## [JOB]
Write out everything in the material from the start down to the line containing "x=357, y=187", both ends included, with 33 added to each number in the answer coordinates.
==== SOURCE DATA
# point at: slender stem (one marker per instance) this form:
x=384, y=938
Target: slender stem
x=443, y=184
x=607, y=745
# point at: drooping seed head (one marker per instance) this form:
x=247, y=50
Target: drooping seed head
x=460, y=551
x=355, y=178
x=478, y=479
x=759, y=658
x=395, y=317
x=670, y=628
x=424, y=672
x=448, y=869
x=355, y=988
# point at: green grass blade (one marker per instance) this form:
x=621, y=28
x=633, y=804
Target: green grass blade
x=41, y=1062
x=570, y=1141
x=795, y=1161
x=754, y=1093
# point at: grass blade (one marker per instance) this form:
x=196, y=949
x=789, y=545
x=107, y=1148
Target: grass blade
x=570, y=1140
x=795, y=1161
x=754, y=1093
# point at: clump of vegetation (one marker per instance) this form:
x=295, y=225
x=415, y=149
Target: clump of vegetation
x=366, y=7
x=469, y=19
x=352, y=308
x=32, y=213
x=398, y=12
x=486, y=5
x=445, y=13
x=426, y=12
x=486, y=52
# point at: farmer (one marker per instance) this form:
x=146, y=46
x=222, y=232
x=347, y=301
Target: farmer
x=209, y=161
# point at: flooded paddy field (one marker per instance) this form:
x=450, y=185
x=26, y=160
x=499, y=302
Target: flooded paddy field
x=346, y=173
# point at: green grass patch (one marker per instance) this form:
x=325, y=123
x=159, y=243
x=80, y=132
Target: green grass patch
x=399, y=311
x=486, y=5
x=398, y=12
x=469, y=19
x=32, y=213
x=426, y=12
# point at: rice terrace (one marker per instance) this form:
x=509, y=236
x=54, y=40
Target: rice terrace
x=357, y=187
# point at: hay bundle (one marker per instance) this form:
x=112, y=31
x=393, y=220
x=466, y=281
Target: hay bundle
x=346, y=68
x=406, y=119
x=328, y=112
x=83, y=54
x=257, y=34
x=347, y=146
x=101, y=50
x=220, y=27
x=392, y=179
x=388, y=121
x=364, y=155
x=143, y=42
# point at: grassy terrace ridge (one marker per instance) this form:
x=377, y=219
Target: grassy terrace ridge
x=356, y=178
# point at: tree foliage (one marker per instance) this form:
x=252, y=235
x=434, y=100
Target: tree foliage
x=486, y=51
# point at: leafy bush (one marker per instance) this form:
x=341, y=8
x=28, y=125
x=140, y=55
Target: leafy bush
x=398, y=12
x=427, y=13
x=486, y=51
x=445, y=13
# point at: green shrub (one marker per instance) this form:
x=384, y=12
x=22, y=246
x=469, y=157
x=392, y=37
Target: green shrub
========
## [WRITTEN RESPONSE]
# point at: slender stem (one marker per instance) this form:
x=384, y=938
Target: slender stem
x=476, y=217
x=640, y=778
# point at: drooping seed head (one marker per instance) this form:
x=247, y=50
Target: drooping seed head
x=493, y=584
x=388, y=211
x=511, y=512
x=792, y=691
x=428, y=350
x=703, y=661
x=457, y=705
x=481, y=902
x=388, y=1021
# point at: green grass blade (one marker per instance) this form:
x=621, y=28
x=633, y=804
Target: green grass blade
x=74, y=1095
x=603, y=1174
x=828, y=1194
x=787, y=1126
# point at: grass blade (one marker per instance) this form:
x=196, y=949
x=789, y=545
x=107, y=1148
Target: grass blade
x=603, y=1173
x=828, y=1194
x=787, y=1126
# point at: clump of vegetation (one marker per instance) this form:
x=295, y=225
x=415, y=149
Target: clump of vegetation
x=399, y=40
x=502, y=52
x=385, y=341
x=65, y=246
x=431, y=45
x=519, y=38
x=478, y=46
x=459, y=45
x=519, y=85
# point at: farmer (one marker per instance) this form:
x=146, y=46
x=222, y=232
x=347, y=301
Target: farmer
x=242, y=194
# point at: flooded paddy field (one marker per instance) this form:
x=450, y=185
x=26, y=160
x=499, y=302
Target: flooded paddy field
x=379, y=206
# point at: green grass patch (one marker per instance) this form:
x=325, y=123
x=159, y=243
x=80, y=132
Target: green grass patch
x=432, y=344
x=519, y=38
x=431, y=45
x=502, y=52
x=65, y=246
x=459, y=45
# point at: rice terrace (one marker per instance) this form:
x=509, y=236
x=54, y=40
Target: rice terrace
x=390, y=220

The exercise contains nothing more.